■ Request:
Render the whole listing below as a Markdown table with two columns, Row for a running row number and Line for the line's text. Leave out blank lines and the pictures.

Start Data excerpts

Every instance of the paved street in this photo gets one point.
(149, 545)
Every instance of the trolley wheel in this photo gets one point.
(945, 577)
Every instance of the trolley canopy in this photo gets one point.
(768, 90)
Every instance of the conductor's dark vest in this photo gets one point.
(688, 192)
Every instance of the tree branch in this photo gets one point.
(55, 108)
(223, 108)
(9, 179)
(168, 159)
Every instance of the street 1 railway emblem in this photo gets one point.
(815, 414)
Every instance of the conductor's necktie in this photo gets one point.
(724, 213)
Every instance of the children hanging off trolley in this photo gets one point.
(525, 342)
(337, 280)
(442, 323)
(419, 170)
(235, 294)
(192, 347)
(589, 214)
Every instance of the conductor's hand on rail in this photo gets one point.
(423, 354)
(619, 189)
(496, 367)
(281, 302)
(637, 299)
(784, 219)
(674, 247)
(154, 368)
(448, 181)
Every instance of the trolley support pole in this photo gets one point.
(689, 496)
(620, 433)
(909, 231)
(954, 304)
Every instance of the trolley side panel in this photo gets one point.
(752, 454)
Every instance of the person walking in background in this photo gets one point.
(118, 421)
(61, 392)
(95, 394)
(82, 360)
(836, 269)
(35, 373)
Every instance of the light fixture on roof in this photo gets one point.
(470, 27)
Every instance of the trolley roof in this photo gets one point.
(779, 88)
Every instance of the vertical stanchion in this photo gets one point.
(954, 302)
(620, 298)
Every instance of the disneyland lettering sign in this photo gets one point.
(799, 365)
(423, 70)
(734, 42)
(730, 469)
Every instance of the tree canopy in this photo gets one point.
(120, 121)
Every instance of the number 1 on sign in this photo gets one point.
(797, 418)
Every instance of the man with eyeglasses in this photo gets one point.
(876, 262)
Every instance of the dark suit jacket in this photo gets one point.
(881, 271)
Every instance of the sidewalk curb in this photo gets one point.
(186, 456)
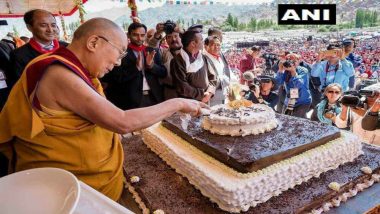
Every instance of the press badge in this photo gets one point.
(294, 93)
(3, 83)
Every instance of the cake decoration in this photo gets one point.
(135, 179)
(334, 186)
(366, 170)
(240, 120)
(158, 212)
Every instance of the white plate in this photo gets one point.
(41, 190)
(94, 202)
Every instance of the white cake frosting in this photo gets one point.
(375, 178)
(234, 191)
(225, 120)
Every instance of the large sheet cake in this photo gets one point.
(241, 172)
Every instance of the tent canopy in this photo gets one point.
(17, 8)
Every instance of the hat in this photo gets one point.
(293, 56)
(195, 26)
(274, 81)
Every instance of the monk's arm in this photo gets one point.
(69, 92)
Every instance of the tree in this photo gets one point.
(374, 19)
(235, 23)
(359, 19)
(230, 19)
(252, 24)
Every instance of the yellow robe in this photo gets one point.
(49, 138)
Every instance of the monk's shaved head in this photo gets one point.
(96, 26)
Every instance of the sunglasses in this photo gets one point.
(332, 92)
(122, 53)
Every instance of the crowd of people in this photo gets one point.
(68, 102)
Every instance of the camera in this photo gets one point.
(269, 56)
(366, 82)
(288, 63)
(270, 61)
(169, 27)
(356, 98)
(257, 82)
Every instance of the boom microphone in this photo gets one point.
(248, 76)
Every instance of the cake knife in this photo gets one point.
(185, 118)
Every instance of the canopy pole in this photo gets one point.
(133, 6)
(65, 37)
(81, 10)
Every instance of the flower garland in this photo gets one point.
(133, 6)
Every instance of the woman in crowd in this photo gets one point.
(327, 110)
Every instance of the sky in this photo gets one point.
(92, 6)
(98, 5)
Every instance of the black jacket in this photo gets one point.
(5, 68)
(125, 82)
(21, 56)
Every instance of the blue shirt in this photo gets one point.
(356, 60)
(300, 81)
(338, 75)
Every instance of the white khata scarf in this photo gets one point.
(192, 67)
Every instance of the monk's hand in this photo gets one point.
(139, 61)
(192, 107)
(135, 19)
(150, 58)
(207, 97)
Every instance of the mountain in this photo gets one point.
(187, 13)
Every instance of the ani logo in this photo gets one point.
(306, 14)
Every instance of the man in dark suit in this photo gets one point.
(136, 82)
(43, 26)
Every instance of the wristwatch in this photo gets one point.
(374, 114)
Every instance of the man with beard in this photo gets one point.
(191, 76)
(173, 33)
(216, 66)
(136, 82)
(217, 32)
(43, 26)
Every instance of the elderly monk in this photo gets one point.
(57, 115)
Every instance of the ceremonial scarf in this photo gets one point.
(36, 46)
(44, 137)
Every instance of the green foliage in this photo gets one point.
(15, 31)
(323, 29)
(366, 18)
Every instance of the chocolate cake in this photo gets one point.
(254, 152)
(161, 188)
(237, 173)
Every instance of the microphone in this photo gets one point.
(248, 76)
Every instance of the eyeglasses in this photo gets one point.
(332, 92)
(122, 53)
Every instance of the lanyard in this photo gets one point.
(327, 71)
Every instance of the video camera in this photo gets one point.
(269, 56)
(169, 27)
(254, 81)
(270, 60)
(288, 63)
(366, 82)
(356, 98)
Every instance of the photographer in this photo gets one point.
(327, 110)
(335, 69)
(354, 109)
(249, 62)
(261, 91)
(173, 38)
(298, 98)
(349, 46)
(371, 120)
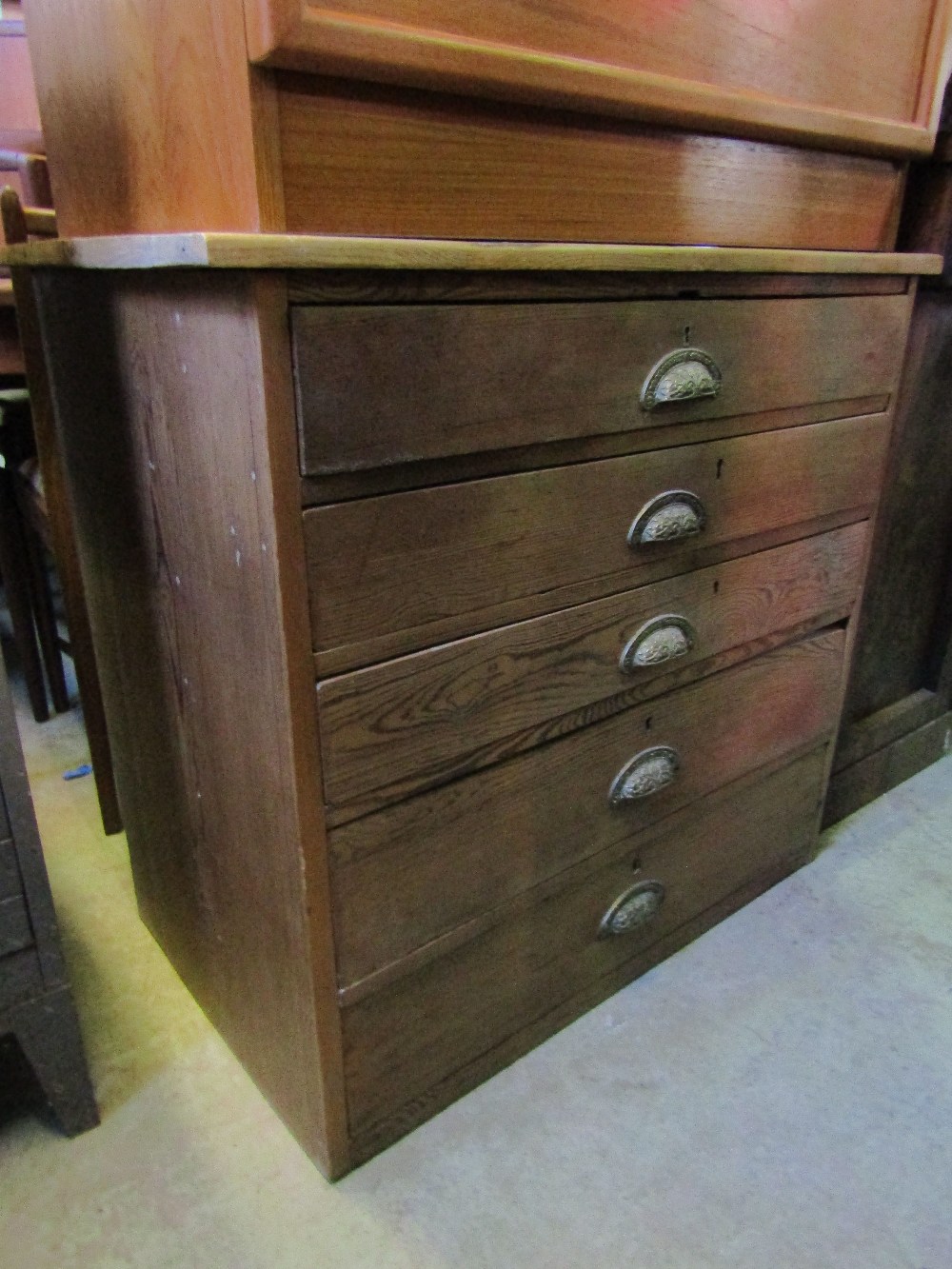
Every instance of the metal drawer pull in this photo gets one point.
(685, 374)
(663, 639)
(632, 907)
(644, 774)
(668, 517)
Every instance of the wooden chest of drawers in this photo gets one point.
(571, 563)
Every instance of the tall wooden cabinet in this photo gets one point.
(474, 559)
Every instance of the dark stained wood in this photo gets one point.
(423, 720)
(371, 1140)
(366, 160)
(414, 872)
(52, 514)
(451, 380)
(889, 724)
(432, 564)
(36, 1004)
(403, 1041)
(436, 286)
(870, 777)
(913, 552)
(182, 466)
(345, 486)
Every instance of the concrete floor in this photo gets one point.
(780, 1094)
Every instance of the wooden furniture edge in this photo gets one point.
(327, 251)
(333, 43)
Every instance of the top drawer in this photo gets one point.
(398, 384)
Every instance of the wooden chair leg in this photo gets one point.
(49, 1036)
(14, 568)
(46, 622)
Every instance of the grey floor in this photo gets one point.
(779, 1094)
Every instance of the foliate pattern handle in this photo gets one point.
(668, 517)
(634, 907)
(685, 374)
(663, 639)
(644, 774)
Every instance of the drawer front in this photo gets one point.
(442, 563)
(15, 930)
(10, 881)
(388, 385)
(419, 721)
(414, 872)
(404, 1040)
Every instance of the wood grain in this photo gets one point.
(407, 1039)
(147, 114)
(871, 777)
(404, 563)
(376, 161)
(395, 384)
(411, 873)
(815, 75)
(419, 721)
(183, 491)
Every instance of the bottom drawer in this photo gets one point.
(551, 944)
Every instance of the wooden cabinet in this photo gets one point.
(474, 490)
(457, 683)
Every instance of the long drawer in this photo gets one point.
(406, 570)
(418, 721)
(384, 385)
(414, 872)
(403, 1041)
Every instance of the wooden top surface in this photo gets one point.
(322, 251)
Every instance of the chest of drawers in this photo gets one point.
(474, 632)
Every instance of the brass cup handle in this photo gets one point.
(663, 639)
(632, 909)
(668, 517)
(685, 374)
(645, 774)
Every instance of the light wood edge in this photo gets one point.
(333, 45)
(324, 251)
(937, 65)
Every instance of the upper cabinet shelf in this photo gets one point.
(841, 73)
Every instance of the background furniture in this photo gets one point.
(36, 1004)
(898, 716)
(541, 754)
(478, 495)
(40, 521)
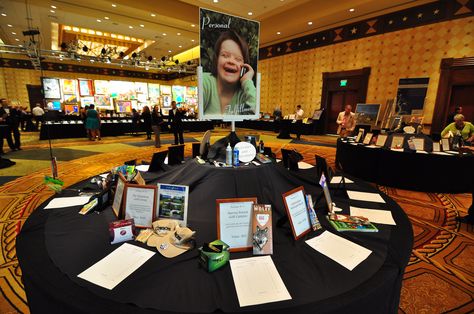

End Data excerpts

■ Exercise solution:
| Row | Line |
|---|---|
| 1 | Every instance of the paved street in this photo gets one point. |
| 2 | (149, 545) |
| 3 | Every instance of the trolley wheel in this photo gets one point. |
| 4 | (945, 577) |
| 5 | Every instance of the trolley canopy in this photo gets one point. |
| 6 | (768, 90) |
| 7 | Every instance of the conductor's dark vest in this photo gets one point. |
| 8 | (688, 192) |
| 9 | Every instance of the tree branch in this photo gets one point. |
| 10 | (55, 108) |
| 11 | (223, 108) |
| 12 | (9, 179) |
| 13 | (168, 159) |
| 14 | Every instance of the street 1 railway emblem in this photo gets one point. |
| 15 | (815, 414) |
| 16 | Every instance of the conductor's necktie in this photo gets one point. |
| 17 | (724, 213) |
| 18 | Every instance of the children hanging off trolley in this photo gets one point. |
| 19 | (525, 342) |
| 20 | (337, 280) |
| 21 | (442, 323) |
| 22 | (419, 170) |
| 23 | (235, 294) |
| 24 | (192, 347) |
| 25 | (589, 214) |
| 26 | Every instance of the conductor's hand on rail in this photo gets one point. |
| 27 | (423, 354) |
| 28 | (619, 189) |
| 29 | (496, 367) |
| 30 | (281, 302) |
| 31 | (637, 299) |
| 32 | (784, 219) |
| 33 | (674, 247) |
| 34 | (154, 368) |
| 35 | (448, 181) |
| 36 | Every instance of the trolley support pole in this photo gets one point. |
| 37 | (689, 496) |
| 38 | (620, 433) |
| 39 | (909, 231) |
| 40 | (954, 304) |
| 41 | Every instance of the trolley side panel in this photo gets one point. |
| 42 | (752, 454) |
| 43 | Every instance of the person walking in background in this photo gets one point. |
| 44 | (118, 421) |
| 45 | (61, 392) |
| 46 | (95, 394) |
| 47 | (82, 360) |
| 48 | (836, 269) |
| 49 | (35, 373) |
| 50 | Every instance of the light fixture on roof in this photo gets one point. |
| 51 | (470, 27) |
| 52 | Every instance of the trolley roof in this photo gets one point. |
| 53 | (779, 88) |
| 54 | Every instance of the vertical stanchion in this photo gets one point. |
| 55 | (954, 302) |
| 56 | (620, 298) |
| 57 | Every instance of the disneyland lettering sign in this photo gets one point. |
| 58 | (799, 365) |
| 59 | (423, 70) |
| 60 | (734, 42) |
| 61 | (730, 469) |
| 62 | Every instance of the tree canopy in this photo gets one point. |
| 63 | (120, 121) |
| 64 | Every instance of the number 1 on sign in this photo gets one point. |
| 65 | (797, 418) |
| 66 | Every instance of the man with eyeglasses in this photo gets one point. |
| 67 | (876, 262) |
| 68 | Every instance of the dark suit jacket in this photo gets one point. |
| 69 | (881, 271) |
| 70 | Every instance of the sidewalk curb in this photo gets one point. |
| 71 | (186, 456) |
| 72 | Every instance of the press badge in this photo gets one point. |
| 73 | (294, 93) |
| 74 | (3, 83) |
| 75 | Every instance of the cake decoration in this photo gets one point. |
| 76 | (135, 179) |
| 77 | (334, 186) |
| 78 | (366, 170) |
| 79 | (240, 120) |
| 80 | (158, 212) |
| 81 | Every instance of the white plate in this photo gets one point. |
| 82 | (41, 190) |
| 83 | (94, 202) |
| 84 | Every instance of the white cake frosting in this photo gets one point. |
| 85 | (375, 178) |
| 86 | (234, 191) |
| 87 | (225, 120) |
| 88 | Every instance of the large sheet cake in this photo gets one point. |
| 89 | (241, 172) |
| 90 | Every instance of the tent canopy in this photo gets one point. |
| 91 | (17, 8) |
| 92 | Every instance of the hat in this photo gets one point. |
| 93 | (293, 56) |
| 94 | (195, 26) |
| 95 | (274, 81) |
| 96 | Every instance of the monk's arm in this photo gets one point. |
| 97 | (69, 92) |
| 98 | Every instance of the tree in this photo gets one point. |
| 99 | (374, 19) |
| 100 | (235, 23) |
| 101 | (359, 19) |
| 102 | (230, 19) |
| 103 | (252, 24) |
| 104 | Every instance of the yellow robe in this photo gets one point. |
| 105 | (49, 138) |
| 106 | Every instance of the monk's shaved head in this photo gets one point. |
| 107 | (96, 26) |
| 108 | Every instance of the sunglasses in this photo gets one point. |
| 109 | (332, 92) |
| 110 | (122, 53) |
| 111 | Every instance of the crowd of people in this photo gets one point. |
| 112 | (68, 102) |
| 113 | Every instance of the camera in this photo gets one point. |
| 114 | (269, 56) |
| 115 | (366, 82) |
| 116 | (288, 63) |
| 117 | (270, 61) |
| 118 | (169, 27) |
| 119 | (356, 98) |
| 120 | (257, 82) |
| 121 | Every instance of the boom microphone in this photo gets one point. |
| 122 | (248, 76) |
| 123 | Every instance of the cake knife in this photo gets one point. |
| 124 | (185, 118) |
| 125 | Every instance of the canopy pole in this photo gets one point. |
| 126 | (133, 6) |
| 127 | (65, 37) |
| 128 | (81, 10) |
| 129 | Every instance of the flower garland in this photo gets one point. |
| 130 | (133, 6) |
| 131 | Every instance of the woman in crowd in this photo gets one point. |
| 132 | (327, 110) |
| 133 | Every instance of the sky in this photo gets one point. |
| 134 | (92, 6) |
| 135 | (98, 5) |
| 136 | Every instance of the black jacket in this photo gets one point. |
| 137 | (5, 68) |
| 138 | (125, 82) |
| 139 | (21, 56) |
| 140 | Every instance of the blue shirt in this photo gets one point. |
| 141 | (356, 60) |
| 142 | (300, 81) |
| 143 | (338, 75) |
| 144 | Every instance of the white khata scarf in this photo gets one point. |
| 145 | (192, 67) |
| 146 | Every instance of the monk's hand in this photo gets one point. |
| 147 | (139, 61) |
| 148 | (192, 107) |
| 149 | (135, 19) |
| 150 | (150, 58) |
| 151 | (207, 97) |
| 152 | Every instance of the mountain in this photo gets one point. |
| 153 | (187, 13) |
| 154 | Every instance of the ani logo in this photo gets one point. |
| 155 | (306, 14) |
| 156 | Every instance of the man in dark suit in this photo gets one point. |
| 157 | (136, 82) |
| 158 | (43, 26) |
| 159 | Every instance of the wristwatch in this photo gets one point. |
| 160 | (374, 114) |
| 161 | Every instance of the man with beard in this photo gets one point. |
| 162 | (191, 76) |
| 163 | (173, 33) |
| 164 | (216, 66) |
| 165 | (136, 82) |
| 166 | (217, 32) |
| 167 | (43, 26) |
| 168 | Every instance of the elderly monk in this photo gets one point. |
| 169 | (57, 115) |
| 170 | Every instance of the ceremonial scarf in this photo gets one point. |
| 171 | (36, 46) |
| 172 | (44, 137) |
| 173 | Every instance of the green foliage in this photo gets one point. |
| 174 | (15, 31) |
| 175 | (323, 29) |
| 176 | (366, 18) |
| 177 | Every instance of the chocolate cake in this photo gets one point. |
| 178 | (254, 152) |
| 179 | (161, 188) |
| 180 | (237, 173) |
| 181 | Every instance of the microphone in this photo gets one point. |
| 182 | (248, 76) |
| 183 | Every instance of the eyeglasses in this photo gets one point. |
| 184 | (332, 92) |
| 185 | (122, 53) |
| 186 | Every instance of the lanyard in this photo gets one point. |
| 187 | (327, 71) |
| 188 | Every instance of the video camera in this photo gets one point. |
| 189 | (269, 56) |
| 190 | (169, 27) |
| 191 | (254, 81) |
| 192 | (270, 60) |
| 193 | (288, 63) |
| 194 | (366, 82) |
| 195 | (356, 98) |
| 196 | Every instance of the photographer in this photo gets one point. |
| 197 | (327, 110) |
| 198 | (335, 69) |
| 199 | (354, 109) |
| 200 | (249, 62) |
| 201 | (261, 91) |
| 202 | (173, 38) |
| 203 | (298, 98) |
| 204 | (349, 46) |
| 205 | (371, 120) |
| 206 | Every instance of the metal drawer pull in this photo gets one point. |
| 207 | (685, 374) |
| 208 | (663, 639) |
| 209 | (632, 907) |
| 210 | (644, 774) |
| 211 | (668, 517) |
| 212 | Every instance of the wooden chest of drawers in this photo gets one point. |
| 213 | (571, 563) |
| 214 | Every instance of the tall wooden cabinet in this photo gets one point. |
| 215 | (474, 559) |
| 216 | Every instance of the dark stained wood in this photo gets one point. |
| 217 | (423, 720) |
| 218 | (371, 1140) |
| 219 | (366, 160) |
| 220 | (414, 872) |
| 221 | (52, 514) |
| 222 | (451, 380) |
| 223 | (889, 724) |
| 224 | (432, 564) |
| 225 | (36, 1004) |
| 226 | (403, 1041) |
| 227 | (436, 286) |
| 228 | (870, 777) |
| 229 | (913, 552) |
| 230 | (182, 466) |
| 231 | (345, 486) |
| 232 | Every instance of the concrete floor in this photo gets one point. |
| 233 | (780, 1094) |
| 234 | Every instance of the wooden furniture edge in this photo gets one point. |
| 235 | (327, 251) |
| 236 | (333, 43) |
| 237 | Every instance of the top drawer in this photo gets one point. |
| 238 | (398, 384) |
| 239 | Every instance of the wooden chair leg in this photo gets one point. |
| 240 | (49, 1036) |
| 241 | (14, 568) |
| 242 | (46, 622) |
| 243 | Every instance of the grey floor in this photo gets one point. |
| 244 | (779, 1094) |
| 245 | Every instance of the foliate pattern handle in this photo gets one point. |
| 246 | (668, 517) |
| 247 | (634, 907) |
| 248 | (685, 374) |
| 249 | (663, 639) |
| 250 | (644, 774) |
| 251 | Every instance of the drawer front in this photo gets one point. |
| 252 | (442, 563) |
| 253 | (15, 930) |
| 254 | (10, 881) |
| 255 | (388, 385) |
| 256 | (419, 721) |
| 257 | (414, 872) |
| 258 | (404, 1040) |
| 259 | Every instance of the wood grain in this photo gets one point. |
| 260 | (407, 1039) |
| 261 | (147, 114) |
| 262 | (871, 777) |
| 263 | (404, 563) |
| 264 | (376, 161) |
| 265 | (395, 384) |
| 266 | (411, 873) |
| 267 | (815, 75) |
| 268 | (419, 721) |
| 269 | (183, 491) |
| 270 | Every instance of the bottom drawer in this photo gets one point. |
| 271 | (551, 944) |
| 272 | Every instance of the wooden cabinet in this photo gets one point. |
| 273 | (474, 490) |
| 274 | (457, 683) |
| 275 | Every instance of the long drawer in this photo gets one point. |
| 276 | (406, 570) |
| 277 | (418, 721) |
| 278 | (384, 385) |
| 279 | (414, 872) |
| 280 | (403, 1041) |
| 281 | Every instance of the wooden top surface in this photo gets one point. |
| 282 | (322, 251) |
| 283 | Every instance of the chest of drawers in this photo gets one point. |
| 284 | (474, 632) |
| 285 | Every instance of the brass cup handle in this photo gets one point. |
| 286 | (663, 639) |
| 287 | (632, 909) |
| 288 | (668, 517) |
| 289 | (685, 374) |
| 290 | (645, 774) |
| 291 | Every instance of the light wood edge in this photo gets one point. |
| 292 | (333, 45) |
| 293 | (324, 251) |
| 294 | (937, 65) |
| 295 | Every instance of the upper cabinet shelf in this photo gets one point. |
| 296 | (841, 73) |
| 297 | Every instance of the background furniture in this photo gets one point. |
| 298 | (36, 1004) |
| 299 | (898, 716) |
| 300 | (541, 754) |
| 301 | (478, 495) |
| 302 | (40, 521) |